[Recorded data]

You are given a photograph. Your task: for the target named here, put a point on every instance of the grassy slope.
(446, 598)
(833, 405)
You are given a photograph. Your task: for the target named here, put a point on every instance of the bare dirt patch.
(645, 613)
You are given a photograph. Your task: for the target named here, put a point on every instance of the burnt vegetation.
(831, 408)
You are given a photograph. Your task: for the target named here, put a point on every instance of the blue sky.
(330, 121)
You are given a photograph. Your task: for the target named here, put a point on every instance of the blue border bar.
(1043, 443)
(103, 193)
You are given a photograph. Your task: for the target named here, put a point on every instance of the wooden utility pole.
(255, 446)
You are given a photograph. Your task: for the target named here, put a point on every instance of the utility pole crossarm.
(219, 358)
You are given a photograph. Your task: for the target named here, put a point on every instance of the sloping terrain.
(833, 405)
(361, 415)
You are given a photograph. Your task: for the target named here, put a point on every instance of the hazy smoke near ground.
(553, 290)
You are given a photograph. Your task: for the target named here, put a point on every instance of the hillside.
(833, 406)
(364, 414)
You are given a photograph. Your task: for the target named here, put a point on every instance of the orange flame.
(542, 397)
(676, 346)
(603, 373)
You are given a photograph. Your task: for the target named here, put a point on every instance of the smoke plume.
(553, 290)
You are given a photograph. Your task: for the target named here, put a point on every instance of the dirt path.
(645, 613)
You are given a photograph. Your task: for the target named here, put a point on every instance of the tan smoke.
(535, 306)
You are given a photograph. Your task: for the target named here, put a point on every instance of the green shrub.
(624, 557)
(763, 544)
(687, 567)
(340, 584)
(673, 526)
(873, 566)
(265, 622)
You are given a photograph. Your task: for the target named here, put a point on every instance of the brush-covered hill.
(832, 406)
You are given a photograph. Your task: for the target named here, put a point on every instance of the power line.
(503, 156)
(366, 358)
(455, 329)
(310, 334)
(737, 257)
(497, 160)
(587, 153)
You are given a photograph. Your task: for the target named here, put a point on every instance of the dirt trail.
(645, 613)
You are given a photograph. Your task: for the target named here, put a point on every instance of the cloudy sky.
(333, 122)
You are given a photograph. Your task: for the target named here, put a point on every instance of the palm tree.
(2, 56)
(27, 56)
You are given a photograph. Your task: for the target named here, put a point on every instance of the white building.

» YOUR TASK
Would you please give the data above again, exactly as it appears?

» EXPECTED ANSWER
You are given a photograph. Your task: for the target named here, put a point on every instance of the grassy slope.
(446, 598)
(833, 405)
You are given a photograph. Your task: for the target named here, put a point on every instance of the bare dirt patch.
(645, 613)
You are given a photograph. Your task: for the target named here, put a point on every instance of the burnt vegetation.
(831, 408)
You are given a photograph. Your task: for the target named here, put a point on every instance of the blue sky.
(330, 121)
You are given a photograph. Your task: for the target named here, put a point on every instance of the blue border bar.
(1043, 443)
(103, 193)
You are given a photograph. Your task: for the target named here, put a point on every instance of the wooden utility pole.
(255, 446)
You are given a photograph. Your task: for the target named here, put a point on every instance of the utility pole crossarm.
(219, 358)
You are given a photograph. Your task: for the target named here, put a point on every instance of the sloping terrain.
(833, 405)
(361, 415)
You are given a photograph. Your task: for the target named here, put a point on every instance of the hazy smoke near ground.
(553, 290)
You are given a photograph. Your task: for the target named here, put a point on every instance of the hillside.
(833, 406)
(364, 414)
You are given a photograph. Your task: for the target named here, put a point on every instance of the orange flame.
(542, 397)
(676, 346)
(603, 373)
You are given a photograph. Your task: for the target named here, put a point on every instance of the smoke plume.
(553, 290)
You are given a photograph. Your task: for the target named here, put a point on every instance of the dirt path.
(645, 613)
You are given a photograph. Your task: for the target named here, put a point on every instance of the tan smoke.
(535, 306)
You are given a photograph. Your task: for the target named here, put a point on every instance of the green shrub.
(624, 557)
(763, 544)
(687, 567)
(340, 584)
(673, 526)
(873, 566)
(265, 622)
You are given a photograph. Your task: for the target named here, put a point on every instance of the brush-covered hill.
(832, 406)
You are given a photograph. Your task: for the target named here, put a point on every instance of the power line.
(503, 156)
(366, 358)
(455, 329)
(310, 334)
(737, 257)
(497, 160)
(587, 153)
You are given a photograph. Your task: for the target named here, put a point on every instance of the dirt trail.
(645, 613)
You are given a photograph. Your task: for the target named here, put a point on every instance of the cloudy sky.
(333, 122)
You are given a photograph. Your task: for the target named here, put a point on every instance of the palm tree.
(2, 56)
(27, 56)
You are given a photograph. Your task: for the target named here, put a point on every instance of the white building.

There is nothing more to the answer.